··· FRAGMENTO ···

En este año 2020 celebramos el centenario del nacimiento de Gianni Rodari, uno de los nombres imprescindibles de la literatura infantil. Imaginación, agilidad de estilo, humor a veces chocante, se pueden disfrutar en obras como Cuentos por teléfono, Cuentos escritos a máquina o Cuentos para jugar. El cuento "Pinocho el astuto" pertenece a este último. Verás que tiene tres finales. No te extrañes, el propio Rodari lo explicó en una nota introductoria:
Instrucciones para el uso
Estas historias se publican con la amable autorización de la RAI (Radio-Televisión Italiana). De hecho, fueron escritas para un programa radiofónico que se titulaba precisamente «Cuentos para jugar», que fue emitido en los años 1969-70. Estos mismos cuentos aparecieron después en el Corriere dei piccoli. Cada cuento tiene tres finales, a escoger. En las últimas páginas el autor ha indicado cuál es el final que él prefiere. El lector lee, mira, piensa y si no encuentra un final a su gusto puede inventarlo, escribirlo o dibujarlo por sí mismo. ¡Que os divirtáis!

··· REGISTROS PROPORCIONADOS ···

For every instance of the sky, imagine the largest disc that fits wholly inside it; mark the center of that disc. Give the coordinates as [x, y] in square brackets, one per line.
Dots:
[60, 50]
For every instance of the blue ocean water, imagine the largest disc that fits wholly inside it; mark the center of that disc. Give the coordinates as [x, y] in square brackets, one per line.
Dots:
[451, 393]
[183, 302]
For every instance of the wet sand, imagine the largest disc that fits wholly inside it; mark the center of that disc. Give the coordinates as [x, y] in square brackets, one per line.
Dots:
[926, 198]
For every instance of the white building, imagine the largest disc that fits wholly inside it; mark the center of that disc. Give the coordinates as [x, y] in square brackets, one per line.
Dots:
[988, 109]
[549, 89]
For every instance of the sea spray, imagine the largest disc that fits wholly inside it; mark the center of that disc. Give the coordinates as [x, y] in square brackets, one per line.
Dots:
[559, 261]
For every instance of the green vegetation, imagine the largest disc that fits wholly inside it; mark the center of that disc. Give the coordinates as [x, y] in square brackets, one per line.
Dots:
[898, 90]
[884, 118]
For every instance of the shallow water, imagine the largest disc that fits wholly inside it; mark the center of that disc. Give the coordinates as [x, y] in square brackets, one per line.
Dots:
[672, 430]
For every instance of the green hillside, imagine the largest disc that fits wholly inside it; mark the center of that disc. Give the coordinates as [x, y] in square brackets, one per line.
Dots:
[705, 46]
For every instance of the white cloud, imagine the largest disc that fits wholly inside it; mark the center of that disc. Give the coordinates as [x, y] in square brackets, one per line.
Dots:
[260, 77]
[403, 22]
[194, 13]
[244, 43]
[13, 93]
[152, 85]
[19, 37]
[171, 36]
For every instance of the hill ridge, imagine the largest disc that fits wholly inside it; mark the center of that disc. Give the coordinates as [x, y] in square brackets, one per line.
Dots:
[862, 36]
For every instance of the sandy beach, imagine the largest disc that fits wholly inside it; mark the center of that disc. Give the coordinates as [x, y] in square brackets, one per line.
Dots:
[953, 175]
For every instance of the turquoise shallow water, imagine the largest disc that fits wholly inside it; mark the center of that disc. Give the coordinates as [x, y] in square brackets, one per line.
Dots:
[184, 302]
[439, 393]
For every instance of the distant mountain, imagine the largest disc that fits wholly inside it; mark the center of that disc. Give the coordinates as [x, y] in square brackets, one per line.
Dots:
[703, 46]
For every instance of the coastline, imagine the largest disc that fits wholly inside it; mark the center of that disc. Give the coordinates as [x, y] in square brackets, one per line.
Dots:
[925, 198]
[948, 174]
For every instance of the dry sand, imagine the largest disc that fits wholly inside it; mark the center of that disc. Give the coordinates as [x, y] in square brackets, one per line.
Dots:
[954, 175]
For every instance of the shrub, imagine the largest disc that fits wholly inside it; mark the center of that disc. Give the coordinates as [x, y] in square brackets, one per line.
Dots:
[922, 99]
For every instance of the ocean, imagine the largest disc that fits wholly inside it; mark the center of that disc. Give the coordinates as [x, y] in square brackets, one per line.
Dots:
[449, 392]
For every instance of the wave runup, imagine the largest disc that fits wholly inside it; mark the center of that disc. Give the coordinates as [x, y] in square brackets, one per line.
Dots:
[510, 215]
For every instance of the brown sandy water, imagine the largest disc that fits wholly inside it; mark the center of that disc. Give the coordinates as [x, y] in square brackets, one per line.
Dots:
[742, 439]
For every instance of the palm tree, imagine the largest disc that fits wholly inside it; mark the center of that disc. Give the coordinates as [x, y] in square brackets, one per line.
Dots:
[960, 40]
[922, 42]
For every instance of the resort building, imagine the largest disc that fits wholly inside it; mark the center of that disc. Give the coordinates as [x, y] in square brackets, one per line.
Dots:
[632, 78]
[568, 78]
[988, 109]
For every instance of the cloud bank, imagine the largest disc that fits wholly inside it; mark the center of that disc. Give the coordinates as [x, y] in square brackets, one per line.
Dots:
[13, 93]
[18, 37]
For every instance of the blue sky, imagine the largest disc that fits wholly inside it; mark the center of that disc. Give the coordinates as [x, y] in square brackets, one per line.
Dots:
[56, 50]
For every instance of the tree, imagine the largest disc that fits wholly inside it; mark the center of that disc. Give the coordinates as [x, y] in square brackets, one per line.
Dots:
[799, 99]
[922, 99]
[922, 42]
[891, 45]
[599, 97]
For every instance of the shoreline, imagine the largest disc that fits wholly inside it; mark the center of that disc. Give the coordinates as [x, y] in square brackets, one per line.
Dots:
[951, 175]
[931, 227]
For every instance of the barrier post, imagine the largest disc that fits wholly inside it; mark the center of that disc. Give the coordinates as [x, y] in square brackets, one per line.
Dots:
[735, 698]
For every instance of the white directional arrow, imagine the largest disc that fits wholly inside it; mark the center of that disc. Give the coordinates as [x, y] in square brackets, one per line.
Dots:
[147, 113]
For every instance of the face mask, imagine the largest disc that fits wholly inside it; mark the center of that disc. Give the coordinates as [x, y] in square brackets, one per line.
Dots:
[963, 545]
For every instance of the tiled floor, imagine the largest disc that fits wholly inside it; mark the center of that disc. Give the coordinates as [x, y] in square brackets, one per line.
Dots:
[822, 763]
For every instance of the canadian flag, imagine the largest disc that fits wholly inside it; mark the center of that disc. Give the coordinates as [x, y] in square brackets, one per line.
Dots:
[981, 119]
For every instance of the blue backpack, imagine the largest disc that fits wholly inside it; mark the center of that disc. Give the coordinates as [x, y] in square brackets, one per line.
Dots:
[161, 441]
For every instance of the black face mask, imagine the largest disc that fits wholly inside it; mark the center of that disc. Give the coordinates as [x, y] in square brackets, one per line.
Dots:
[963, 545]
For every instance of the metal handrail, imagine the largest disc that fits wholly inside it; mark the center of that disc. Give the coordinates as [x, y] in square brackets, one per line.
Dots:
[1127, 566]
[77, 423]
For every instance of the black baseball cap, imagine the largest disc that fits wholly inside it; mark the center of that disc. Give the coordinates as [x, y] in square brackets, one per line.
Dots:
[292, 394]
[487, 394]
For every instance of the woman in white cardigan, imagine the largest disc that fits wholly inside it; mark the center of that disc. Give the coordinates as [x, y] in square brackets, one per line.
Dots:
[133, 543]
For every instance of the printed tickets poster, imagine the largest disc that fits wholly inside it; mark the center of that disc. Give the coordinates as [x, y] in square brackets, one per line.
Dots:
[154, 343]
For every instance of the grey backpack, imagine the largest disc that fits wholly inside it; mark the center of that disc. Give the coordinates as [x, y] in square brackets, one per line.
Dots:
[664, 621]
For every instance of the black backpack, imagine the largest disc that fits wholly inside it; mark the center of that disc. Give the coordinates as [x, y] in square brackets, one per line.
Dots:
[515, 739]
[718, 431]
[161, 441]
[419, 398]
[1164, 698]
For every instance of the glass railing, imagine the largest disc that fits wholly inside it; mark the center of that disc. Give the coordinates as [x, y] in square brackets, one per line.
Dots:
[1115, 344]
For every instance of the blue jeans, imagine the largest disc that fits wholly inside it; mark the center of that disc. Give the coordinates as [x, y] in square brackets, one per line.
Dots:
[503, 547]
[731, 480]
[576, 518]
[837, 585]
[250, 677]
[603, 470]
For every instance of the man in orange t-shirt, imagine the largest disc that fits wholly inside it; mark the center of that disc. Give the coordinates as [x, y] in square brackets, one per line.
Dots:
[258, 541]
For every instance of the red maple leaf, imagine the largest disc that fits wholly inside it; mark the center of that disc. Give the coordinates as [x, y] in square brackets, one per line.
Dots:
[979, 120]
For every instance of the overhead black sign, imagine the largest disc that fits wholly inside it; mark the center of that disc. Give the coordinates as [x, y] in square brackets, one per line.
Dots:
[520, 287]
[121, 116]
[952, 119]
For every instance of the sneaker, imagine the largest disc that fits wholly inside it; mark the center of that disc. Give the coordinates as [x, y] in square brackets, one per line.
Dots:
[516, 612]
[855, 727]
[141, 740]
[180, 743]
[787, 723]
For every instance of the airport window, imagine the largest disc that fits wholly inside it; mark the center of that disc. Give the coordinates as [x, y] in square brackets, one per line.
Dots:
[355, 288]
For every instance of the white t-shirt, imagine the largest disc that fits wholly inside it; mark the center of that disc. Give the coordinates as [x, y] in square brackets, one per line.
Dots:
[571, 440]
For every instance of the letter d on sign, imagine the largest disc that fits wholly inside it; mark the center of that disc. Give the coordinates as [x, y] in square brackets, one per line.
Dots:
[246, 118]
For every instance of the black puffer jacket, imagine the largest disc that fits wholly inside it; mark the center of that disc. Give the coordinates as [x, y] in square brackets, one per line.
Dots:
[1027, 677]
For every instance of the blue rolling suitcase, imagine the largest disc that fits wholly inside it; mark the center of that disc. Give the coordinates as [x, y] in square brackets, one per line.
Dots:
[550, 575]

···

## TAREA BREVE:
Reproduce íntegro, sin ningún cambio, el fragmento sobre Gianni Rodari. Utiliza únicamente el fragmento.

## RESPUESTA COMPLETA:
En este año 2020 celebramos el centenario del nacimiento de Gianni Rodari, uno de los nombres imprescindibles de la literatura infantil. Imaginación, agilidad de estilo, humor a veces chocante, se pueden disfrutar en obras como Cuentos por teléfono, Cuentos escritos a máquina o Cuentos para jugar. El cuento "Pinocho el astuto" pertenece a este último. Verás que tiene tres finales. No te extrañes, el propio Rodari lo explicó en una nota introductoria:
Instrucciones para el uso
Estas historias se publican con la amable autorización de la RAI (Radio-Televisión Italiana). De hecho, fueron escritas para un programa radiofónico que se titulaba precisamente «Cuentos para jugar», que fue emitido en los años 1969-70. Estos mismos cuentos aparecieron después en el Corriere dei piccoli. Cada cuento tiene tres finales, a escoger. En las últimas páginas el autor ha indicado cuál es el final que él prefiere. El lector lee, mira, piensa y si no encuentra un final a su gusto puede inventarlo, escribirlo o dibujarlo por sí mismo. ¡Que os divirtáis!